===== Data for review
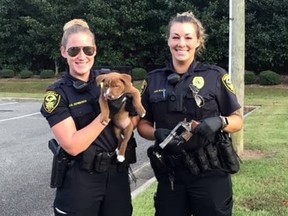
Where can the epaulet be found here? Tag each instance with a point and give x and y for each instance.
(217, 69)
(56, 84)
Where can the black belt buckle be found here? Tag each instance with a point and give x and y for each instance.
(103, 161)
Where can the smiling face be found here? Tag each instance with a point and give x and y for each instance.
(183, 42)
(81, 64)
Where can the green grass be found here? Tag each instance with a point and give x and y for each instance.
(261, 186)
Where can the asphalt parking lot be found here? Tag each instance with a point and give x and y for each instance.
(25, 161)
==========
===== Data for review
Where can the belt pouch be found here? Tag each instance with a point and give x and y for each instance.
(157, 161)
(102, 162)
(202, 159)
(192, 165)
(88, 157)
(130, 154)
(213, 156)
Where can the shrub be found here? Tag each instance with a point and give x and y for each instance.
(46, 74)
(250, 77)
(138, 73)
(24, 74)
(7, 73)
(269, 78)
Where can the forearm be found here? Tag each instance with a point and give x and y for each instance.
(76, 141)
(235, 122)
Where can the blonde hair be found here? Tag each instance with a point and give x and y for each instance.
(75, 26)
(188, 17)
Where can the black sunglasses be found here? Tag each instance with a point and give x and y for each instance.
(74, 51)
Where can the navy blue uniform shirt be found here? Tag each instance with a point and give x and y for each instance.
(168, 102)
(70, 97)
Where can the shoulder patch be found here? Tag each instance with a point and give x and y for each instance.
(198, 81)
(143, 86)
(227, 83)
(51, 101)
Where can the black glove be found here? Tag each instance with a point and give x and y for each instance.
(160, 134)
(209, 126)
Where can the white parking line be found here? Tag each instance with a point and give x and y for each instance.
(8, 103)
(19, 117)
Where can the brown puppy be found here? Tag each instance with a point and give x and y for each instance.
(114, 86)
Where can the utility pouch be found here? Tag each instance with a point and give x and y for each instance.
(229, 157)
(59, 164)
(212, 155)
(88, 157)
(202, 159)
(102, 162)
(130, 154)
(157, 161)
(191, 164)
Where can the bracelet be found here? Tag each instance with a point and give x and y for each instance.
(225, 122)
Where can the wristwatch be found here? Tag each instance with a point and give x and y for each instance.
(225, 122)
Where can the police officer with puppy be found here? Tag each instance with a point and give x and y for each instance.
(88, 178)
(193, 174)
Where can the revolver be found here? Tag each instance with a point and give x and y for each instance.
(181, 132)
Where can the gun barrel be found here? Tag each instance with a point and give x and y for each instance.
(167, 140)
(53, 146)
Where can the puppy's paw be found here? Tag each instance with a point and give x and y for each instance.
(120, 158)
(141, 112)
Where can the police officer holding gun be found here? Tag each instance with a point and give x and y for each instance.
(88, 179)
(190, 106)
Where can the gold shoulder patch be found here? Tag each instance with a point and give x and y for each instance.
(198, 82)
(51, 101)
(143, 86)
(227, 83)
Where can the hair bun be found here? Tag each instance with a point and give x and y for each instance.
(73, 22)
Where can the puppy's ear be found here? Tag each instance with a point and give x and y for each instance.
==========
> [Directions for this task] Quote the data above from the line containing "Where can the police officer with" to the line containing "Where can the puppy's ear", inclusive, and stop.

> [Answer section]
Where can the police officer with puppy be found here? Tag each instance with a point and give x and y for each instance.
(88, 178)
(193, 174)
Where can the revolver be found here? Tag each instance with a point and give x and y for each instance.
(181, 132)
Where can the gun barrel be found here? Tag each instance with a point and give x and y for each instance.
(167, 140)
(53, 146)
Where can the puppy's paw be found here? Tag each instance with a point and give x and y for each instance.
(120, 158)
(141, 112)
Where can the police officer holding gun be found here? Tag each instance with a point and give x and y for each instance.
(88, 179)
(190, 106)
Where can the gold shoulder patch be found here? Tag each instance with a point and give x and y for each instance.
(198, 82)
(51, 101)
(143, 86)
(227, 83)
Where can the hair bun be found here? Tag each instance with a point and give x and y for each instance.
(73, 22)
Where can the puppy's ear be found here? Tag each instance with a point and give x and y for each instance.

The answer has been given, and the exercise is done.